DATASET EXCERPTS -
########

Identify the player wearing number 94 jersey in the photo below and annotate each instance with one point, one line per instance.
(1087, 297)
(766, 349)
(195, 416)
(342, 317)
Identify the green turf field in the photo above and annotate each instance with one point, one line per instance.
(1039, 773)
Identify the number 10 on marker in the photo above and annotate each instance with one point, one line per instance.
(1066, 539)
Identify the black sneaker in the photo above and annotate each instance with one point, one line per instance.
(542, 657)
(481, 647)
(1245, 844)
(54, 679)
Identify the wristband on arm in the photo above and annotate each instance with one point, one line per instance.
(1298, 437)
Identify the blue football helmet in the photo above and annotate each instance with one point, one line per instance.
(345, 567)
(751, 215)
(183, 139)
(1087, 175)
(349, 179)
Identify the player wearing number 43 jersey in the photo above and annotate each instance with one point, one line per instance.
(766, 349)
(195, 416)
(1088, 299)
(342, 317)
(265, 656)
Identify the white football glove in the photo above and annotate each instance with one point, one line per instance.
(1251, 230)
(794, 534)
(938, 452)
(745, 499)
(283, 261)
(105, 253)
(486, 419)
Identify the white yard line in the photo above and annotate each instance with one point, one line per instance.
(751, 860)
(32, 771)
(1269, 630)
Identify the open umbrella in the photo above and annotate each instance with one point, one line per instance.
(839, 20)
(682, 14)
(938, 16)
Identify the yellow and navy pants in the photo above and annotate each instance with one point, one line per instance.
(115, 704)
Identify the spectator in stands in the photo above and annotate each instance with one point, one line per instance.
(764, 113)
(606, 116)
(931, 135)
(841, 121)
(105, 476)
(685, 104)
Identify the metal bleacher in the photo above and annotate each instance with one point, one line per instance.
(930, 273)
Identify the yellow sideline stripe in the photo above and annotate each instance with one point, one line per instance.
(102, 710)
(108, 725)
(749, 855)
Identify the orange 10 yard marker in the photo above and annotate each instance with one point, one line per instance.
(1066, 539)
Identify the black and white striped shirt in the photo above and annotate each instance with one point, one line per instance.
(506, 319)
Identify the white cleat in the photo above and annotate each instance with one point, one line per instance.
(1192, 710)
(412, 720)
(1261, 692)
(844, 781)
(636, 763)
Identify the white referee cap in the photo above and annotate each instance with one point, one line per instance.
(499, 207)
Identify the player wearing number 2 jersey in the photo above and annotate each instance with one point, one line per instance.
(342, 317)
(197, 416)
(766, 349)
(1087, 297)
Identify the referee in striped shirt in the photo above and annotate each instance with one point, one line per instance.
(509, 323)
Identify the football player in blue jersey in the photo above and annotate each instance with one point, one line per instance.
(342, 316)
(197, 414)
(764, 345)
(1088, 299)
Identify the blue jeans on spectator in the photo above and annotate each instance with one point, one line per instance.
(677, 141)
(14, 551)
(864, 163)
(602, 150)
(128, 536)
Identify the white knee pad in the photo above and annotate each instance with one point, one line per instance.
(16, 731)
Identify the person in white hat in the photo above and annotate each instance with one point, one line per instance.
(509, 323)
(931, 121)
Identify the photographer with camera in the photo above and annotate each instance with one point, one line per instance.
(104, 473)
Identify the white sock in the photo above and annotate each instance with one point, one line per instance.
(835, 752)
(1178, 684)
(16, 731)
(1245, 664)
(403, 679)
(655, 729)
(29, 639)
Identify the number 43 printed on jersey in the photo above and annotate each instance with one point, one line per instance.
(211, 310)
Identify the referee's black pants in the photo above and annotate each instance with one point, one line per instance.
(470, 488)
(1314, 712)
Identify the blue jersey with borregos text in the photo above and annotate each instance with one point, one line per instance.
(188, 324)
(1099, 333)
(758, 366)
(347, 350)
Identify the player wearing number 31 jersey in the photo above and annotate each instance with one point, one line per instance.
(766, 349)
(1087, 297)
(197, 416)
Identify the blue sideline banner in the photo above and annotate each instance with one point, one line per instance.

########

WORK REQUIRED -
Please repeat the items above, swapping every "annotate" for "mark" and leaving everything else unchanged.

PROBLEM SOLUTION -
Identify the player wearing number 94 jersey in the photo below and mark each instance with one point, one line per instance.
(1087, 297)
(766, 349)
(195, 416)
(342, 317)
Identify the green turf field in the photo above and mark each instance with one point, one line per instance.
(1039, 773)
Identify the number 10 on marker in the photo above and mark each instance with one point, one line per instance.
(1066, 539)
Identify the black sneaker in the photo above and mark each instance with one point, one line per instance.
(542, 657)
(481, 647)
(1245, 844)
(54, 679)
Identify the wristband on arm in the photo above and mark each instance with one point, one line per instance.
(1298, 437)
Identify the blue football helmet in the photo above and mark each instance with one point, one line per instance.
(345, 567)
(751, 215)
(183, 139)
(1087, 175)
(349, 179)
Identify the player wearing number 43 jersey in the photo above and mark each instance with one point, one line per instance.
(766, 349)
(195, 416)
(1088, 299)
(342, 317)
(265, 656)
Identify the white football glove in the photo above and mark each instance with one point, one line per instance.
(1251, 230)
(794, 534)
(938, 452)
(745, 499)
(283, 261)
(105, 253)
(486, 419)
Identify the white yard line in the photo above and mark each instance with one point, one line per instance.
(751, 860)
(32, 771)
(1269, 630)
Identify the open umbrella in the photo above and mark each instance with one point, one line per instance.
(839, 20)
(682, 14)
(938, 16)
Identify the yellow and navy pants in the photo above and mark each instance with one point, one line per instance.
(115, 704)
Identify the spectator in stands in the photo above and mark each instance with one point, one line per instance.
(764, 113)
(606, 116)
(931, 135)
(841, 121)
(105, 476)
(685, 104)
Identify the metal bleacher in the photo above and mark each instance with one point, one line per instance.
(930, 273)
Identify the yellow sideline stripe in the photo above and mark each instance with one point, one line per instance.
(102, 710)
(108, 725)
(749, 855)
Identify the orange 10 yard marker in the photo above and mark each instance with one point, one line per instance.
(1066, 539)
Identify the black and white striped shirt in the photo above and mark each instance with one point, one line per instance.
(506, 319)
Identify the white cleat in the photo above and mark each instance with one point, one line per instance.
(1192, 710)
(412, 720)
(1261, 692)
(844, 781)
(636, 763)
Identify the white referee cap in the photo above and mark each instance with one point, one line per instance.
(499, 207)
Identify the player wearing number 2 jersey in the photo above and mark each instance with one point, one line per instance.
(342, 317)
(197, 416)
(766, 349)
(1087, 297)
Identify the referee in striped shirt in the photo above and mark each instance with one point, one line per instance.
(509, 323)
Identify the football player in blue jersey in the photo above and mark each instance with one point, one line per instance.
(342, 316)
(197, 414)
(764, 345)
(1088, 299)
Identify the blue jeans on spectator in the photo above and mark each instance with one point, one line per instance.
(677, 141)
(14, 551)
(864, 163)
(602, 150)
(128, 536)
Identify the white knee pad in the photo above and mark each instance with one point, one line per instance.
(16, 731)
Identify the person in white hat in the photo above and mark each instance with one point, one line per instance.
(509, 323)
(931, 121)
Identify the photographer with camera in the photo above and mark each instance with one point, one line per instance.
(104, 473)
Identify the white sock in the photo above and mark each instance with one point, one line per instance.
(835, 752)
(1178, 684)
(16, 731)
(1245, 664)
(403, 679)
(655, 729)
(29, 639)
Identify the number 43 printed on jersey in the photo above and mark each instance with one point, one line per instance.
(211, 310)
Identify the referee's black pants in the photo above and mark each instance with one point, one line per instance.
(470, 488)
(1314, 712)
Identify the blue jersey with borregos text in the photo above and mark each instance with one point, one line per instance.
(188, 324)
(1099, 333)
(758, 366)
(347, 350)
Identify the player wearing number 31 jersey in the photo above and mark each instance with one point, one line per instance.
(766, 349)
(1087, 297)
(197, 416)
Identify the blue sideline banner in the photo above and mark each instance with one point, one line per instance.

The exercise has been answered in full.